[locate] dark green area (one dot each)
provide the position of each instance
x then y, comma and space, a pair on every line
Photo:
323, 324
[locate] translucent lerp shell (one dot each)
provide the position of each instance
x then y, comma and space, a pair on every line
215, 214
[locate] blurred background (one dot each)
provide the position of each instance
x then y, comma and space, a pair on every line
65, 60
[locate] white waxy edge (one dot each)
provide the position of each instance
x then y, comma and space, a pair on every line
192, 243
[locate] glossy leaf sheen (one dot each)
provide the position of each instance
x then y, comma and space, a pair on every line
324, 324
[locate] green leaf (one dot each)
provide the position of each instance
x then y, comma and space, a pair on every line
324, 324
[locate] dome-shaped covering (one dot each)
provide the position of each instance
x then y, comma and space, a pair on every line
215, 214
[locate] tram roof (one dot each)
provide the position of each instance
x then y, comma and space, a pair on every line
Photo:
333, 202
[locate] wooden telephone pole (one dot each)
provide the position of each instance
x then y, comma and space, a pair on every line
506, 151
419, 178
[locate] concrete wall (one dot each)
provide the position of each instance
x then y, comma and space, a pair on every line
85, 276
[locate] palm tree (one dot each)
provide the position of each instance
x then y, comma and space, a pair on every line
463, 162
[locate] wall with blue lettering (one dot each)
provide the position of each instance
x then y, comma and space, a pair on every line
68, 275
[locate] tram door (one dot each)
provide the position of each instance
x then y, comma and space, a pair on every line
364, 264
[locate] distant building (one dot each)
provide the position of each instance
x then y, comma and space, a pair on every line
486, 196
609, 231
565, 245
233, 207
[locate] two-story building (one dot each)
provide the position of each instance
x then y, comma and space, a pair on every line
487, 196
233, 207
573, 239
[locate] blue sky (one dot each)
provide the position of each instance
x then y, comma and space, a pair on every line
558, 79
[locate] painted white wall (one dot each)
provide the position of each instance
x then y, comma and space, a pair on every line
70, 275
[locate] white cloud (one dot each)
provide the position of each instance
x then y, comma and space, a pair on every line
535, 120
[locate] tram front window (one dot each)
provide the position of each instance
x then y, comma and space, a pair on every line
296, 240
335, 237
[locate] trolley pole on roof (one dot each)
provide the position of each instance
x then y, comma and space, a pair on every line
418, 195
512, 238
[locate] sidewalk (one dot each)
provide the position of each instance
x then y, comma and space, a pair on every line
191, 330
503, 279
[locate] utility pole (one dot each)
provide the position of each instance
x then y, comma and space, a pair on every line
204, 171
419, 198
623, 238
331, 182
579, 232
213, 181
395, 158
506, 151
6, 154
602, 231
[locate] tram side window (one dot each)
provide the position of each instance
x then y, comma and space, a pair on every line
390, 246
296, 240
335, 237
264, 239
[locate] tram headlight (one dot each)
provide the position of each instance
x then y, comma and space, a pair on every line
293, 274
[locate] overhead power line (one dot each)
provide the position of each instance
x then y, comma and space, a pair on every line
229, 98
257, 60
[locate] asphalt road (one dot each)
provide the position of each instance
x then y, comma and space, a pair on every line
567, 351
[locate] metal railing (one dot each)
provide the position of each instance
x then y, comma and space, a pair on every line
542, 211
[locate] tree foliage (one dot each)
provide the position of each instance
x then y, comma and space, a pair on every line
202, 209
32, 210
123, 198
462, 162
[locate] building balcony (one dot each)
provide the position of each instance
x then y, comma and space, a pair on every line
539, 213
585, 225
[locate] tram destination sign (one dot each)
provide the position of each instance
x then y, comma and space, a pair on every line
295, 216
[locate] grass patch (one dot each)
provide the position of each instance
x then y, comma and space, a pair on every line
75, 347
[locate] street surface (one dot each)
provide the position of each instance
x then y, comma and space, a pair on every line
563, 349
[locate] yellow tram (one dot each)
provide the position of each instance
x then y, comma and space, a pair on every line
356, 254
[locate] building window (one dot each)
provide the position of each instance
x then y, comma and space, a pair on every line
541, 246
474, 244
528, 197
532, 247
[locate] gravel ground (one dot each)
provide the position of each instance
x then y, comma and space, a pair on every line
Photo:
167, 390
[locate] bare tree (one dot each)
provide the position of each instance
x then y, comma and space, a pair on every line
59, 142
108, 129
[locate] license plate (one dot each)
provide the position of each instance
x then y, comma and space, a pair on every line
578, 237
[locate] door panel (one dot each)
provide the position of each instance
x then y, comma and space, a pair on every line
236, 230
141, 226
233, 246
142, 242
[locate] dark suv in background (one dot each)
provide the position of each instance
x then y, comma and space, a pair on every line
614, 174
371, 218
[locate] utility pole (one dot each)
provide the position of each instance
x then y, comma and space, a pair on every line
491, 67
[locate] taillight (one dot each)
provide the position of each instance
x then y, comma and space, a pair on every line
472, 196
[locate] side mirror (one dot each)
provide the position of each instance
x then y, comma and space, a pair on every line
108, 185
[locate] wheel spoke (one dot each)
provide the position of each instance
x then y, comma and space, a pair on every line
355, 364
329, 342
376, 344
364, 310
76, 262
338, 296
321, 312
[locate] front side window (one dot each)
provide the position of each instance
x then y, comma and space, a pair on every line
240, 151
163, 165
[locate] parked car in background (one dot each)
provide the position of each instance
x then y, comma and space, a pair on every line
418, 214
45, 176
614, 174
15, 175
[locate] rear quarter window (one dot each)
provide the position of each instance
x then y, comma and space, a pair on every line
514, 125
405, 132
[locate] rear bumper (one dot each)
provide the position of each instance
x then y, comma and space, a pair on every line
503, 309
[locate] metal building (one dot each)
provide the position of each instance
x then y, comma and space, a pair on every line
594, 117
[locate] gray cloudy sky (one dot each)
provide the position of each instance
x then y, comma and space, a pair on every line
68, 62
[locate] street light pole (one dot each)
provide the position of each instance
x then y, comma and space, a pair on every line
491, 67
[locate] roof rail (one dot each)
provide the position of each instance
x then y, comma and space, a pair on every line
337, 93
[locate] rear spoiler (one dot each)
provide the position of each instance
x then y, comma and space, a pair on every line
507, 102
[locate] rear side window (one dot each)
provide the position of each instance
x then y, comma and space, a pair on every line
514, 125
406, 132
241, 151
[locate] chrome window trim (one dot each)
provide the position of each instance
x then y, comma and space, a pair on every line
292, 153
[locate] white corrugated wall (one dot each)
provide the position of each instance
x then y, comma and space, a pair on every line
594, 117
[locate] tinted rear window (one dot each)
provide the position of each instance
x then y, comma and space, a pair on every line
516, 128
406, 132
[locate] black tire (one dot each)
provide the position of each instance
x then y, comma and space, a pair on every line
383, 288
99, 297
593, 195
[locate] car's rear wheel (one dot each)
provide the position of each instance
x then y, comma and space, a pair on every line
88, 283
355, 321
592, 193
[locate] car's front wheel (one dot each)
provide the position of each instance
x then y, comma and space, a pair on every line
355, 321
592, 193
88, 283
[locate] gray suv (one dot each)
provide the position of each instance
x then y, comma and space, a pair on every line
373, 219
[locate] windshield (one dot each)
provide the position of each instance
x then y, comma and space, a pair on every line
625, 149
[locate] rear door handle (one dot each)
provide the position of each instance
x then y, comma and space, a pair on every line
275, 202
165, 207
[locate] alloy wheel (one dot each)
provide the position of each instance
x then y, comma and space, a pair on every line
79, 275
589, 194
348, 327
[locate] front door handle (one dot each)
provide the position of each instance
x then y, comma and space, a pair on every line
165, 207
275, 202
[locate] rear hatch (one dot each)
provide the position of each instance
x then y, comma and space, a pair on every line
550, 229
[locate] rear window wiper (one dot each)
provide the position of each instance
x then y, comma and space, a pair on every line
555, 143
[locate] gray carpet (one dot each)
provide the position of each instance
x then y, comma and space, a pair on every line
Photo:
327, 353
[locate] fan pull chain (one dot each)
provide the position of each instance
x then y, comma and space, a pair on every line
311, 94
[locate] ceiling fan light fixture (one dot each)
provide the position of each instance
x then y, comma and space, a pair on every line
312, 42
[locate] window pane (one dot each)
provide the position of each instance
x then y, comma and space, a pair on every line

=====

Short task – Copy the lines word for word, starting with the line that contains "[locate] fan pull chain (one dot each)" and stopping after the final line above.

Finished task –
[locate] fan pull chain (one dot each)
provide the position of each instance
x then y, comma and space, a pair on every line
311, 94
[locate] ceiling fan light fixture (one dot each)
provide the position of each instance
x then y, comma and space, a pair on every line
312, 42
[locate] window pane (one dot each)
provide the position of each instance
x then y, comma and space, a pair on every line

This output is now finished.